# [BRIEF]
Locate the line that contains "One point marks each instance of the spotlight.". Print it and each following line through the end of the listing, verbatim, and nothing more.

----- EXCERPTED DATA

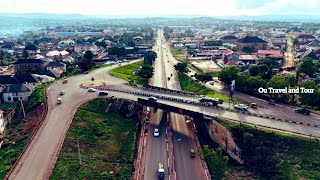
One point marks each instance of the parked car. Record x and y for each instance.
(103, 93)
(156, 132)
(92, 90)
(241, 106)
(62, 92)
(303, 111)
(151, 98)
(192, 153)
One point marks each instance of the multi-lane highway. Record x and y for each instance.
(38, 159)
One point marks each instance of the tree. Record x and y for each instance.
(228, 74)
(204, 77)
(182, 67)
(217, 162)
(149, 57)
(25, 55)
(88, 55)
(307, 66)
(85, 65)
(146, 71)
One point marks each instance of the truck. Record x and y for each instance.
(161, 171)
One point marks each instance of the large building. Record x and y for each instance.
(251, 42)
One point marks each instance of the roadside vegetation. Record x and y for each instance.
(275, 155)
(188, 84)
(126, 72)
(106, 142)
(36, 98)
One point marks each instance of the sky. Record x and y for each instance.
(163, 7)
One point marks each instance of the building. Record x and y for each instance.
(252, 42)
(248, 59)
(229, 39)
(15, 92)
(30, 65)
(270, 53)
(303, 38)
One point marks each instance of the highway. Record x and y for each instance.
(39, 158)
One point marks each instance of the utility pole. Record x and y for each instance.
(24, 113)
(79, 152)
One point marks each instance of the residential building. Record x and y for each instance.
(252, 42)
(30, 65)
(15, 92)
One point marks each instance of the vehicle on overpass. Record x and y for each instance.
(161, 173)
(303, 111)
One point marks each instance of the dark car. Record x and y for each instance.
(303, 111)
(103, 93)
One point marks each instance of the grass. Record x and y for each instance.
(125, 72)
(106, 141)
(36, 98)
(188, 84)
(276, 155)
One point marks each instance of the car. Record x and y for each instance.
(156, 132)
(192, 153)
(92, 90)
(151, 98)
(103, 93)
(303, 111)
(241, 106)
(211, 83)
(62, 92)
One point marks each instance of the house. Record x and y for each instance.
(252, 42)
(15, 92)
(229, 39)
(314, 45)
(57, 65)
(229, 55)
(270, 53)
(30, 65)
(248, 59)
(302, 38)
(32, 50)
(2, 126)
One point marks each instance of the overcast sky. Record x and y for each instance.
(162, 7)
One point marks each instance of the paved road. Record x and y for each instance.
(38, 158)
(183, 140)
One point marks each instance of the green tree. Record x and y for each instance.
(307, 66)
(182, 67)
(149, 57)
(146, 71)
(88, 55)
(228, 74)
(217, 162)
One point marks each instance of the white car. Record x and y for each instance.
(156, 132)
(241, 106)
(92, 90)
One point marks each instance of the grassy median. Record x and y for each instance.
(106, 142)
(126, 72)
(188, 84)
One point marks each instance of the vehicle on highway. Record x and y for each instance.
(192, 153)
(65, 80)
(92, 90)
(161, 173)
(303, 111)
(156, 132)
(59, 100)
(153, 99)
(62, 92)
(103, 93)
(241, 106)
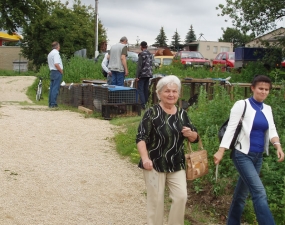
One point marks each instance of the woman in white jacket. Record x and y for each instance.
(258, 129)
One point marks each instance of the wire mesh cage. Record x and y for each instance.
(114, 95)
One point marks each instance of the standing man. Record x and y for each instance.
(144, 73)
(118, 62)
(56, 71)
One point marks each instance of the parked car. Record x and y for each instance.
(227, 59)
(192, 58)
(163, 60)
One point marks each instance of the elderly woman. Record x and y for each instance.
(160, 137)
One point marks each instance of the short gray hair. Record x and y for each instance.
(124, 39)
(167, 80)
(55, 45)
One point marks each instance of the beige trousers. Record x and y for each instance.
(155, 185)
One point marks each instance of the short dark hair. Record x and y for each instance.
(261, 78)
(144, 44)
(54, 45)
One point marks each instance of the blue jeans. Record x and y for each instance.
(143, 85)
(118, 78)
(248, 167)
(55, 80)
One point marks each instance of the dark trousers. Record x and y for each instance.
(143, 85)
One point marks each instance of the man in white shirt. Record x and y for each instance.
(56, 71)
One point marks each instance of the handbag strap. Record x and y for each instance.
(243, 110)
(200, 145)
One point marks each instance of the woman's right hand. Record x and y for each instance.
(147, 164)
(219, 155)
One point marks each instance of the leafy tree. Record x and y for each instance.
(235, 36)
(15, 14)
(256, 16)
(72, 27)
(161, 39)
(190, 36)
(175, 44)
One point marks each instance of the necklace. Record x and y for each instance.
(260, 108)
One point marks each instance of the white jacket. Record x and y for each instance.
(243, 138)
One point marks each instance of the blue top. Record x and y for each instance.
(259, 127)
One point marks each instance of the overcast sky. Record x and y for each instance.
(142, 19)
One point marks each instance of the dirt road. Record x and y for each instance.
(59, 168)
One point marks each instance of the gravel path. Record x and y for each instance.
(59, 168)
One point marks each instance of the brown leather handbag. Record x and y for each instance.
(196, 162)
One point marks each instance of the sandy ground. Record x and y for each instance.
(59, 168)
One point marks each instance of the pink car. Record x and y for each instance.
(227, 59)
(192, 58)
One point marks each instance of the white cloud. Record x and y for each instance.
(144, 18)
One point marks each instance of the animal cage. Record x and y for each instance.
(115, 95)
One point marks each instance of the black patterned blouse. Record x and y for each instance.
(163, 137)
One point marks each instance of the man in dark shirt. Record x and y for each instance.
(144, 73)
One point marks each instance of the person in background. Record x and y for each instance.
(104, 65)
(56, 72)
(258, 129)
(160, 142)
(118, 62)
(144, 73)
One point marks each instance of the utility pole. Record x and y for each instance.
(96, 29)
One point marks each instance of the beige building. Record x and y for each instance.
(210, 49)
(272, 37)
(8, 55)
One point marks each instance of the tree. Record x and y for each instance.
(255, 16)
(15, 14)
(72, 27)
(161, 39)
(235, 36)
(190, 36)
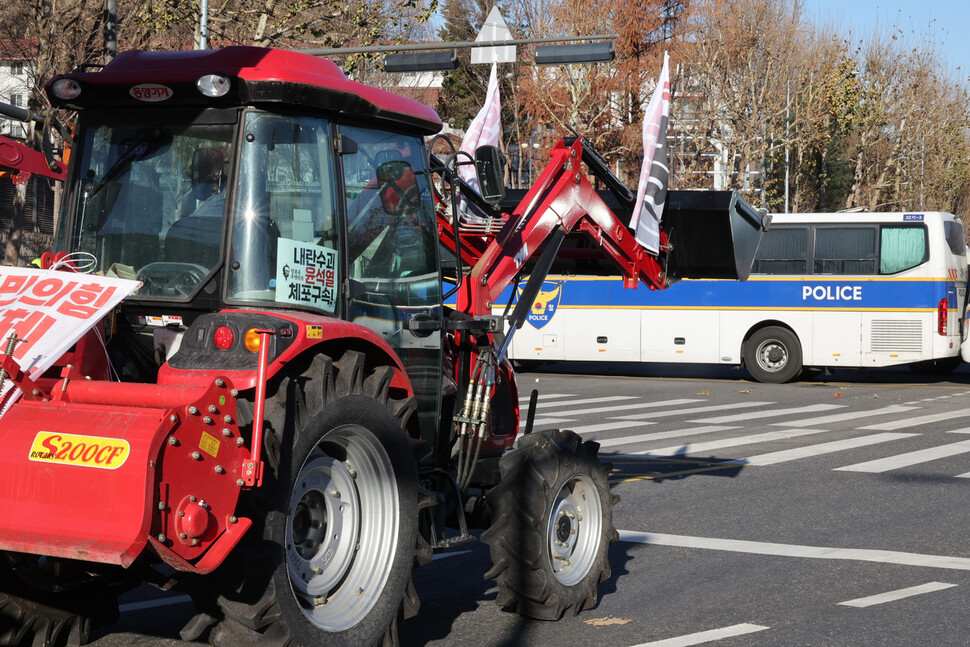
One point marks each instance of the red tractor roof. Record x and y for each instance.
(259, 75)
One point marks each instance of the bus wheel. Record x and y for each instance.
(773, 355)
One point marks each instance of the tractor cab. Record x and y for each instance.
(251, 179)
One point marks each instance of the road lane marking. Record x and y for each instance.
(706, 636)
(892, 596)
(659, 435)
(741, 417)
(772, 458)
(908, 459)
(919, 420)
(794, 550)
(692, 410)
(841, 417)
(694, 448)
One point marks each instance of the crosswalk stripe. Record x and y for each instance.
(702, 637)
(692, 410)
(892, 596)
(769, 414)
(545, 421)
(842, 417)
(688, 448)
(793, 550)
(785, 455)
(524, 401)
(910, 458)
(627, 407)
(569, 403)
(919, 420)
(661, 435)
(584, 430)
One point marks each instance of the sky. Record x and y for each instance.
(946, 20)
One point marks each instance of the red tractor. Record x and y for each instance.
(285, 418)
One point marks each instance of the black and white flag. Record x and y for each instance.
(652, 189)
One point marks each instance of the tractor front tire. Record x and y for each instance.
(552, 525)
(333, 565)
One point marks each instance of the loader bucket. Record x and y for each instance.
(712, 234)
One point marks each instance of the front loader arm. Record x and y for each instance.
(562, 198)
(21, 162)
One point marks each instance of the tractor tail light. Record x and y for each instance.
(251, 340)
(223, 337)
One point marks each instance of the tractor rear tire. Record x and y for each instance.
(36, 616)
(552, 525)
(333, 565)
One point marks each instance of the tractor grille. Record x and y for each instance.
(893, 336)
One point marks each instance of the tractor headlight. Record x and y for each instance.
(66, 89)
(213, 85)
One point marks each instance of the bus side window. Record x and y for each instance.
(902, 248)
(783, 250)
(845, 250)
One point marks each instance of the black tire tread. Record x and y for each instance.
(530, 476)
(246, 617)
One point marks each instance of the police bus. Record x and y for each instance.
(826, 290)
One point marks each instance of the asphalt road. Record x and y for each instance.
(831, 511)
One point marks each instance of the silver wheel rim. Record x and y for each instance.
(772, 355)
(574, 530)
(342, 528)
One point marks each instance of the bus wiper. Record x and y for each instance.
(143, 146)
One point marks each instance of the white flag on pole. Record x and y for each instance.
(485, 129)
(652, 189)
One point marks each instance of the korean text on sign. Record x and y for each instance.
(306, 274)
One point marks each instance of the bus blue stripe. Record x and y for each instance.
(800, 293)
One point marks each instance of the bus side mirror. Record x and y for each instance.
(488, 167)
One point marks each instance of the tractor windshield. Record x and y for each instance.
(151, 200)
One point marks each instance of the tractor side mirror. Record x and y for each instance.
(488, 166)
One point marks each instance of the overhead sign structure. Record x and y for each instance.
(494, 30)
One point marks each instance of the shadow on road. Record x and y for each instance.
(887, 375)
(677, 467)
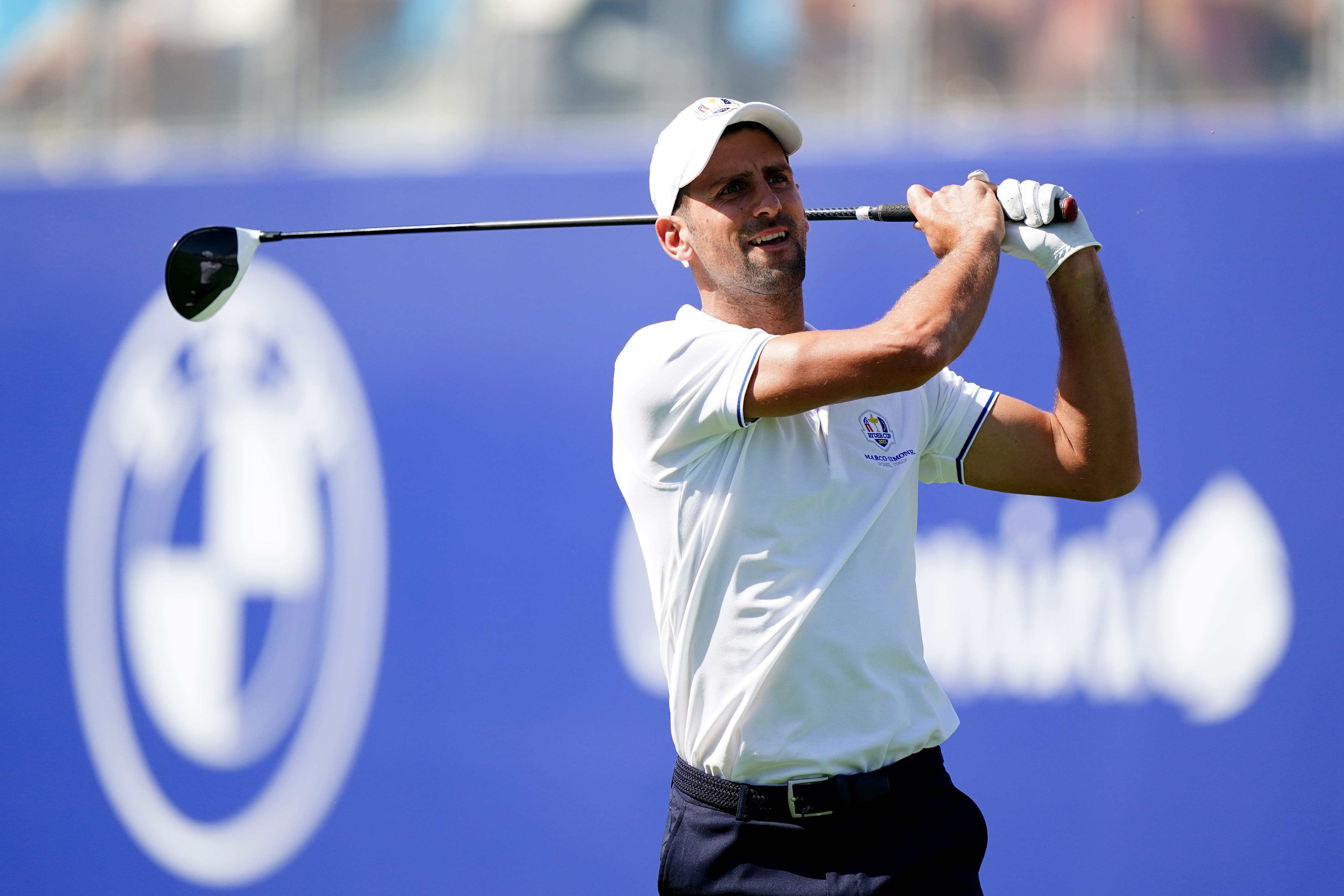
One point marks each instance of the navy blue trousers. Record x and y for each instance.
(929, 842)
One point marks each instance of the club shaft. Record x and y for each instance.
(892, 213)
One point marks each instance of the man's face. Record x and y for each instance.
(745, 216)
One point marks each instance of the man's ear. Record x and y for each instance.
(674, 238)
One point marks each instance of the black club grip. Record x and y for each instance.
(1065, 210)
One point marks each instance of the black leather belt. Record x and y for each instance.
(812, 796)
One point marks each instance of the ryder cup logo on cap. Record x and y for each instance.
(685, 147)
(716, 107)
(226, 578)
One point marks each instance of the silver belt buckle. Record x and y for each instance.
(807, 781)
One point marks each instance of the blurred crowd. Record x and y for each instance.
(275, 65)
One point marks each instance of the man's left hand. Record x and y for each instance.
(1031, 229)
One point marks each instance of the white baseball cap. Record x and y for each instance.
(685, 147)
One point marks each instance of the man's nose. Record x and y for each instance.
(767, 205)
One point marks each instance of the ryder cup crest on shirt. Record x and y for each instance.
(726, 514)
(875, 428)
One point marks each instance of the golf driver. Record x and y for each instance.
(206, 267)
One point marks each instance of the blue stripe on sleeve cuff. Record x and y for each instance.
(742, 393)
(980, 421)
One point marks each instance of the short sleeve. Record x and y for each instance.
(679, 389)
(953, 413)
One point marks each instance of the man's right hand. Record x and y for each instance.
(958, 214)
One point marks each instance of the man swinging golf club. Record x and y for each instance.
(772, 472)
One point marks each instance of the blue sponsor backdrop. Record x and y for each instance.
(507, 751)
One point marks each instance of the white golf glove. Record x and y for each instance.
(1031, 230)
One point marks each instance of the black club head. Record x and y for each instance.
(206, 267)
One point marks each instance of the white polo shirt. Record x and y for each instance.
(781, 554)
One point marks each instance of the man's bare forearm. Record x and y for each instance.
(1094, 405)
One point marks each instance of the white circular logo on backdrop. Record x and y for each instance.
(226, 572)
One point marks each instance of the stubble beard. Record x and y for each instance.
(783, 279)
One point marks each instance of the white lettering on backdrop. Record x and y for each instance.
(1199, 618)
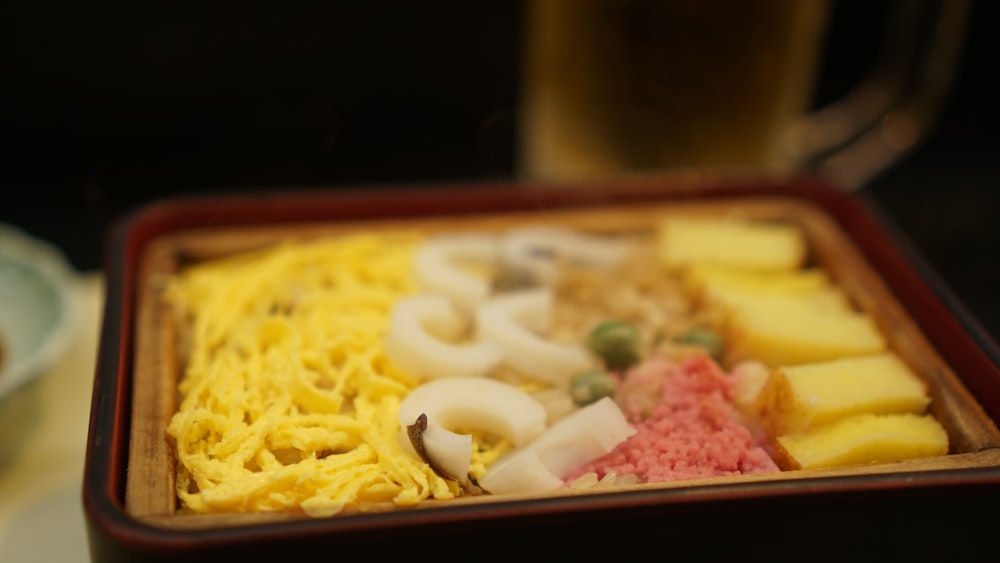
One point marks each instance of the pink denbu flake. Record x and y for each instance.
(686, 425)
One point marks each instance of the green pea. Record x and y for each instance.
(616, 343)
(589, 386)
(705, 338)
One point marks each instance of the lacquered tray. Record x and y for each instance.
(132, 511)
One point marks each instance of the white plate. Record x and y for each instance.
(37, 319)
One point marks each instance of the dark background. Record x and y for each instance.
(109, 105)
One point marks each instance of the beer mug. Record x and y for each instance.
(623, 86)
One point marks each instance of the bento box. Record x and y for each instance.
(155, 483)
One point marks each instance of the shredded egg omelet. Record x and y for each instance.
(287, 399)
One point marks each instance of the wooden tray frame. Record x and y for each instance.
(924, 507)
(149, 489)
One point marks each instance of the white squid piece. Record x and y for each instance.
(540, 251)
(419, 341)
(470, 403)
(437, 270)
(579, 438)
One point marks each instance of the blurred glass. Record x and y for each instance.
(625, 86)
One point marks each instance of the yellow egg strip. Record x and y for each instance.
(288, 401)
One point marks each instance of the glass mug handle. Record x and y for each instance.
(890, 112)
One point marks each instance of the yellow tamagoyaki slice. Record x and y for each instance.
(863, 439)
(795, 398)
(721, 283)
(796, 331)
(754, 244)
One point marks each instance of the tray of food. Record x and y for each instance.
(332, 369)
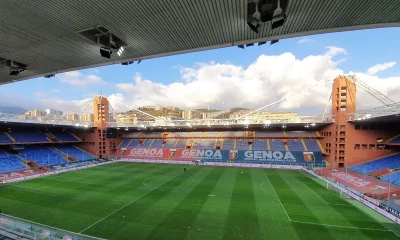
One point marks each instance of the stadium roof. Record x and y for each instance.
(46, 35)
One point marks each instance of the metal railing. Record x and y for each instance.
(36, 231)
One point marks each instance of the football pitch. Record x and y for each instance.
(161, 201)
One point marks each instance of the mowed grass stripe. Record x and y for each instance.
(297, 209)
(242, 221)
(110, 226)
(274, 224)
(212, 217)
(55, 209)
(175, 225)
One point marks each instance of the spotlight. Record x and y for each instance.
(255, 21)
(120, 50)
(274, 41)
(105, 52)
(278, 18)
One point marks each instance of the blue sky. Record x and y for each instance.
(364, 49)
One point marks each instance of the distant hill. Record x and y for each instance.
(13, 110)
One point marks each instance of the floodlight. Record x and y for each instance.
(105, 52)
(255, 21)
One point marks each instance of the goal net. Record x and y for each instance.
(341, 193)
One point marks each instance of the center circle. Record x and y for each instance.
(162, 180)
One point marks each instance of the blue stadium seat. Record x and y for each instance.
(276, 145)
(42, 155)
(295, 145)
(4, 138)
(392, 162)
(24, 137)
(312, 145)
(64, 136)
(10, 163)
(75, 152)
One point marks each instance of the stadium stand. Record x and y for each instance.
(134, 143)
(157, 143)
(125, 143)
(204, 144)
(64, 136)
(295, 145)
(242, 144)
(276, 144)
(181, 143)
(391, 162)
(170, 143)
(228, 144)
(4, 138)
(393, 178)
(29, 137)
(75, 152)
(42, 155)
(259, 144)
(301, 134)
(146, 143)
(312, 145)
(10, 162)
(269, 134)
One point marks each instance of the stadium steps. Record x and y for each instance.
(391, 139)
(64, 155)
(10, 137)
(83, 150)
(304, 145)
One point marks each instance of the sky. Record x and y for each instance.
(300, 70)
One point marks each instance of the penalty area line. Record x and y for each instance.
(134, 200)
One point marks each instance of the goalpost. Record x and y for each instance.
(341, 193)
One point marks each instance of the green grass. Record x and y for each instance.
(153, 201)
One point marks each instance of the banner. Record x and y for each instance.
(213, 155)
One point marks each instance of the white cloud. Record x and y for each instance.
(78, 79)
(380, 67)
(40, 94)
(305, 40)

----------

# [IN RESPONSE]
One point marks each instance of the spotlight. Record x and y for each instance.
(255, 21)
(120, 50)
(274, 41)
(105, 52)
(278, 18)
One point marks each instance of the blue sky. Record x and y for each instance.
(364, 49)
One point marks each instance of the distant hill. Record x and y for each instance.
(13, 110)
One point marks each instance of the floodlight. Record x and y for each instance.
(105, 52)
(255, 21)
One point marks each instance of the goal net. Record x and y for each instance.
(341, 193)
One point marks each instance of the center circle. Record x and y for each instance.
(162, 180)
One point marks each instance of the blue stadium seat. Record x and y for each instance.
(276, 145)
(42, 155)
(295, 145)
(4, 138)
(392, 162)
(24, 137)
(312, 145)
(64, 136)
(10, 163)
(75, 152)
One point marks each instance of the stadium stand. Record x and y for each instance.
(134, 143)
(157, 143)
(125, 143)
(204, 144)
(64, 136)
(295, 145)
(242, 144)
(276, 144)
(181, 143)
(391, 162)
(170, 143)
(228, 144)
(4, 138)
(393, 178)
(29, 137)
(75, 152)
(42, 155)
(259, 144)
(301, 134)
(146, 143)
(312, 145)
(10, 162)
(269, 134)
One point marks each instance of the stadium steps. Record x and y for each instance.
(391, 139)
(64, 155)
(10, 137)
(83, 150)
(304, 145)
One point marks each instance of the sky. Record x and y for each instance.
(300, 70)
One point marks each instance of the penalty area line. Record x and y for each instance.
(134, 200)
One point marks each instance of the goalpost. Record x and y for each instance.
(341, 193)
One point marks each instance of the green grass. Record x and y for each instance.
(153, 201)
One point marks each instance of the banner. Record x and y for each instance.
(213, 155)
One point marks each instance of the white cloud. Record x and y for each instance.
(78, 79)
(380, 67)
(40, 94)
(305, 40)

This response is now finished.